INFORMATION ::
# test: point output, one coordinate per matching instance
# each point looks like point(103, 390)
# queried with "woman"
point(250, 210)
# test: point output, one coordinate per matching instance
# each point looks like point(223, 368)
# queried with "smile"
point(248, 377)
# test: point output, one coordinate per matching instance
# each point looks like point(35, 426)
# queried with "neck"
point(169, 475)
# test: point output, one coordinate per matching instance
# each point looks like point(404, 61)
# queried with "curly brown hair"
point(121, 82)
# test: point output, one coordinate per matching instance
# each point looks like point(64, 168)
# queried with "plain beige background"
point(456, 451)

EXERCISE DESCRIPTION ::
The required output is the line holding "# each point looks like point(103, 390)" plus every line after it in the data, reproduced exactly.

RESPONSE TO THIS EXERCISE ::
# each point looks like point(103, 390)
# queried with "woman"
point(250, 210)
# test: point output, one coordinate per matching instance
# each point looks like point(223, 368)
# queried with "smile"
point(248, 377)
# test: point output, one coordinate per matching instance
# each point looks like point(35, 426)
# queried with "neck"
point(169, 475)
# test: point output, one coordinate per matching instance
# each point looks like point(404, 61)
# queried with "curly brown hair"
point(121, 82)
# test: point output, one coordinate per matching instance
# each point looks like point(64, 168)
# queried with "plain beige background"
point(456, 451)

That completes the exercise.